Exercise goal
The records beneath should be restated word for word.

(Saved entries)
——————————
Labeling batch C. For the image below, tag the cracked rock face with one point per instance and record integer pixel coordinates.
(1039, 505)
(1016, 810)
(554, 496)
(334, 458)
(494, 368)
——————————
Answer for the task
Labeling batch C. For the image below, tag the cracked rock face with one point per instance and record integer pixel coordinates.
(1039, 505)
(1016, 810)
(554, 496)
(334, 458)
(494, 368)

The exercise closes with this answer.